+++ Texte à examiner +++

Vous êtes non seulement des croyants de l'innovation sociale, mais aussi des pratiquants et vous poussez le
prosélytisme jusqu'à l'exporter vers des entreprises qui ne relèvent pas de votre secteur. Or, nous avons besoin de
cette innovation. Quand je dis "nous", je pense à l'Europe, qui doit en effet franchir une nouvelle étape dans le
modèle de société qu'il faut offrir à la fin de ce siècle.
Vous le savez tous, nos économies industrialisées sont confrontées à un immense problème : elles produisent
toujours plus de richesses, avec moins d'emplois, avec moins d'hommes et de femmes au travail. L'exemple de la
France est tout à fait typique : sur la décennie 80, nous sommes les seconds des 7 grands pays industrialisés,
après le Japon, pour le niveau de croissance ; nous avons le PIB par habitant le plus élevé d'Europe ; et pourtant,
nous ne faisons pas mieux que nos partenaires en termes de chômage puisque notre taux de chômage de l'ordre de 10 %
est à peu près le taux moyen de la CEE, qui est lui-même entre 1 et 2 points au-dessus du taux de chômage moyen de
l'OCDE. On peut dire pour comprendre cette situation et non pour la justifier, que la croissance mondiale par
rapport aux années 60 a été divisée par 2. Mais, les économies européennes continuent de connaître des gains de
productivité très importants. On peut le dire aussi. Cela n'explique pas tout. Ou, plus exactement, cela explique
beaucoup mais cela ne donne pas de réponse pour l'avenir. Nous pourrons continuer à pousser la croissance, et une
croissance saine, et je crois que le discours un peu pessimiste qu'on a entendu ces derniers jours ne répond pas à
la réalité. Il se passe des choses sur le plan monétaire : les taux d'intérêt à 10 ans sont en train de baisser.

+++ Matériau source +++

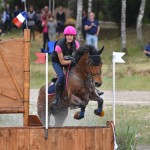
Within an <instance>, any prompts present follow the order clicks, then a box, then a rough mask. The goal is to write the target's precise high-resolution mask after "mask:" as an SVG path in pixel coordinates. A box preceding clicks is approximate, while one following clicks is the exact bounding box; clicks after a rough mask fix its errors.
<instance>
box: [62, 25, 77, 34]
mask: <svg viewBox="0 0 150 150" xmlns="http://www.w3.org/2000/svg"><path fill="white" fill-rule="evenodd" d="M67 34H69V35H76V34H77V32H76V29H75V28H74V27H73V26H67V27H66V28H65V29H64V35H67Z"/></svg>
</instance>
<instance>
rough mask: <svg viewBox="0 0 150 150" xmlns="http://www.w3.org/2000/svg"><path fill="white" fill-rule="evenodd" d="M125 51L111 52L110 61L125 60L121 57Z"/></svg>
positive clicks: (122, 55)
mask: <svg viewBox="0 0 150 150" xmlns="http://www.w3.org/2000/svg"><path fill="white" fill-rule="evenodd" d="M124 54H125V53H123V52H113V59H112V62H115V63H125V61H124V60H123V59H122V58H121V57H122V56H123V55H124Z"/></svg>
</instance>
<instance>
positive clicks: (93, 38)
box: [84, 12, 100, 49]
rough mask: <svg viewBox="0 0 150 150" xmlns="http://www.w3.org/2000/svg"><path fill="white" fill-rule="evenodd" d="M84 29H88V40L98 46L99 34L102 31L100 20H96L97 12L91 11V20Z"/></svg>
mask: <svg viewBox="0 0 150 150" xmlns="http://www.w3.org/2000/svg"><path fill="white" fill-rule="evenodd" d="M84 29H85V30H86V42H87V44H89V45H93V46H95V48H96V49H97V47H98V35H99V32H100V26H99V22H98V21H97V20H95V14H94V13H93V12H91V13H90V14H89V20H87V22H86V23H85V27H84Z"/></svg>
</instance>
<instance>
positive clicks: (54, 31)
mask: <svg viewBox="0 0 150 150" xmlns="http://www.w3.org/2000/svg"><path fill="white" fill-rule="evenodd" d="M56 27H57V23H56V21H55V20H54V17H53V16H52V17H50V18H49V21H48V36H49V39H50V40H51V41H55V40H56Z"/></svg>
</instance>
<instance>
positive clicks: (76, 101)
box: [37, 45, 104, 126]
mask: <svg viewBox="0 0 150 150" xmlns="http://www.w3.org/2000/svg"><path fill="white" fill-rule="evenodd" d="M103 49H104V47H102V48H101V49H100V50H96V49H95V48H94V47H93V46H90V45H84V46H82V47H80V48H79V49H78V50H76V51H75V53H74V57H75V59H76V61H77V63H76V65H75V66H72V67H70V69H69V71H68V74H67V77H66V88H65V90H64V92H63V94H62V100H61V104H60V106H59V107H57V108H54V107H53V105H52V102H53V100H54V99H55V94H49V95H48V123H49V124H50V116H51V115H53V116H54V118H55V126H63V123H64V121H65V119H66V118H67V116H68V111H69V108H70V109H76V108H80V111H78V112H76V113H75V114H74V119H77V120H80V119H82V118H84V113H85V109H86V106H87V104H88V102H89V100H93V101H97V103H98V108H97V109H95V111H94V113H95V115H98V116H103V115H104V111H103V99H102V98H101V97H100V96H99V95H98V94H97V90H96V87H100V86H101V84H102V78H101V67H102V61H101V56H100V54H101V53H102V51H103ZM51 86H54V83H53V84H52V85H51ZM45 103H46V102H45V86H43V87H41V89H40V91H39V96H38V102H37V112H38V116H39V118H40V120H41V122H42V125H44V124H45V109H46V105H45Z"/></svg>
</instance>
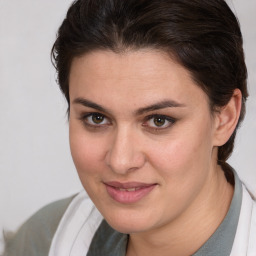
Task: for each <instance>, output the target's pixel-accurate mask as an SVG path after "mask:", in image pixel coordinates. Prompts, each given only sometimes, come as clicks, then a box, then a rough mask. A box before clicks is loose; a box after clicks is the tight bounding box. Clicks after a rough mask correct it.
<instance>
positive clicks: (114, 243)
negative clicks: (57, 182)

+++

Travail demandé:
(1) Relevez, dans le texte à examiner, tous les pays, continents et organisations internationales qui y sont nommés.
(2) Poursuivez le texte à examiner, ce discours sur l'innovation sociale et l'emploi, à partir de sa dernière phrase.

Ensemble des réponses:
(1) Europe, France, Japon, CEE, OCDE

(2)
Ils sont aujourd'hui à 8,28 %. On n'avait pas vu cela depuis 87 ou 86, je crois avoir connu 8,29 % en 1989 quand
j'étais à Bercy. Donc, il se passe quelque chose. Mais nous ne réussirons pas à endiguer le chômage et à le faire
reculer si nous ne savons pas enrichir le contenu de la croissance en emplois : c'est la grande question des mois
et des années qui viennent. Et c'est là que vous intervenez, ou c'est là que je souhaite que vous interveniez.
D'abord parce que vous défrichez des champs économiques inédits. Vous avez la capacité de contribuer au
développement de nouveaux services -service de proximité et d'environnement, service aux personnes- qui répondent à
vos préoccupations originelles et à celles que l'on voit grandir dans notre société.
Ensuite et surtout parce que vous avez une conception de l'entreprise comme communauté humaine, solidaire, qui se
sent également responsable de son environnement humain. Une communauté solidaire ne se débarrasse pas d'un des
siens comme d'un objet, au motif que sa productivité diminue parce qu'il est âgé ou fatigué ou que sa qualification
est dépassée. Elle essaie de lui trouver un poste adéquat, de le former ou de le reconvertir. Au pire, elle met
tout en oeuvre pour le reclasser. Bref, elle se sent comptable de ses résultats mais au moins autant des êtres
humains qui sont la substance et l'âme de l'entreprise. C'est un modèle dont nous devons favoriser le
développement, bien au-delà du périmètre de l'économie sociale.
Je prends un exemple. Nous allons devoir avancer, nous le sentons tous, vers des formules de partage du travail.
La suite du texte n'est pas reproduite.